--- Prompt ---
Rewrite the data below with every "identify" changed to "mark", keeping everything else the same.
################
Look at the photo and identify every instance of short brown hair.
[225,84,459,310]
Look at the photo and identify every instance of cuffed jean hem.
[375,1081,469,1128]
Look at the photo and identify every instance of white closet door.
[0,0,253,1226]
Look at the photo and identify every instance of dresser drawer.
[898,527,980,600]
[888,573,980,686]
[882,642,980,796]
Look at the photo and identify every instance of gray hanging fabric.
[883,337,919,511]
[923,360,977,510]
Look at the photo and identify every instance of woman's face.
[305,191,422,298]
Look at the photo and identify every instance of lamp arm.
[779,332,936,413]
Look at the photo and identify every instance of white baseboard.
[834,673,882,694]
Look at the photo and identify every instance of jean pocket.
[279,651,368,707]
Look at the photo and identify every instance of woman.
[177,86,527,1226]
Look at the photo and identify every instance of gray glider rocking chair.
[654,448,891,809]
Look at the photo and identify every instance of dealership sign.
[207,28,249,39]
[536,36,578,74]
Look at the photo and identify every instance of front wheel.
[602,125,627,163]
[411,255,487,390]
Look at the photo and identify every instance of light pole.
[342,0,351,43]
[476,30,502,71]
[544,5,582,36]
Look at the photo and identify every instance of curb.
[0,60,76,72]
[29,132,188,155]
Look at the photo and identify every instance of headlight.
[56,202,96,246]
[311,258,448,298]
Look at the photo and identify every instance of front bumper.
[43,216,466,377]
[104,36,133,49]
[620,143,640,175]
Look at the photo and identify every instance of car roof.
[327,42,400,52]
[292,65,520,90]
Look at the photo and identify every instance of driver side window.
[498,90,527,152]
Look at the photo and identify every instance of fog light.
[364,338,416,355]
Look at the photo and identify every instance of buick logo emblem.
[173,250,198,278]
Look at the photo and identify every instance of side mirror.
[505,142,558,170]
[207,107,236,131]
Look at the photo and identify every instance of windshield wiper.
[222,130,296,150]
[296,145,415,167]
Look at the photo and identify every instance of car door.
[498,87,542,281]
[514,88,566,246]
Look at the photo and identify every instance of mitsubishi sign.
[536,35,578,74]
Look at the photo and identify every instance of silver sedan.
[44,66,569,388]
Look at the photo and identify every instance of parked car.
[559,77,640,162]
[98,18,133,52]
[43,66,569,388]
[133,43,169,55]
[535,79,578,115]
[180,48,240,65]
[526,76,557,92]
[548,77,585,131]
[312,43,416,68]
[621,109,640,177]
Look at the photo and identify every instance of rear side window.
################
--- Answer to the task ---
Look at the photo and mark every instance of short brown hair.
[225,84,459,310]
Look at the photo and mark every instance of cuffed jean hem.
[375,1081,469,1128]
Look at the photo and mark every instance of white closet door.
[0,0,253,1226]
Look at the photo and mark every instance of dresser drawer.
[898,527,980,600]
[888,573,980,686]
[882,642,980,796]
Look at the photo and mark every instance of gray hanging fabric.
[883,337,919,511]
[923,360,977,510]
Look at the photo and mark every instance of woman's face.
[305,191,422,298]
Look at the photo and mark every instance of lamp arm.
[779,332,936,413]
Look at the photo and mark every instance of white baseboard.
[834,673,882,694]
Look at the photo and mark every instance of jean pocket.
[279,651,368,707]
Look at the photo and mark every instance of woman.
[177,86,527,1226]
Look at the photo and mark every instance of gray glider rocking chair.
[654,448,891,809]
Look at the photo and mark every instance of dealership sign.
[207,28,249,39]
[536,36,578,74]
Look at the photo and mark every instance of front wheel.
[602,125,627,163]
[411,255,487,390]
Look at the photo and mark every instance of light pole.
[342,0,351,43]
[476,30,502,71]
[544,5,582,36]
Look at the photo and mark every instance of curb.
[0,60,76,72]
[29,132,188,155]
Look at the photo and mark every instance of headlight.
[56,202,96,246]
[311,258,448,298]
Look at the photo and mark every instance of front bumper.
[43,216,466,377]
[104,36,133,49]
[620,143,640,175]
Look at the photo and mark every instance of car roof.
[327,42,400,52]
[292,65,520,90]
Look at the photo and mark every instance of driver side window.
[498,90,527,152]
Look at the photo and mark every instance of fog light.
[364,338,416,355]
Look at the photo and mark every instance of buick logo emblem.
[173,250,198,278]
Look at the photo and mark every instance of side mirror.
[505,142,558,170]
[207,107,236,131]
Look at the photo and mark every instance of windshield wiper.
[222,130,296,150]
[296,145,415,167]
Look at the photo and mark every instance of car door.
[498,87,542,281]
[514,88,566,246]
Look at the photo and mark every instance of mitsubishi sign.
[536,35,578,74]
Look at the photo and mark every instance of silver sedan.
[44,66,569,388]
Look at the photo and mark every instance of parked car.
[559,77,640,162]
[98,18,133,52]
[43,66,569,388]
[133,43,169,55]
[535,79,578,115]
[180,48,240,65]
[526,76,557,92]
[548,77,585,131]
[312,43,416,68]
[621,109,640,177]
Look at the photo and mark every instance of rear side window.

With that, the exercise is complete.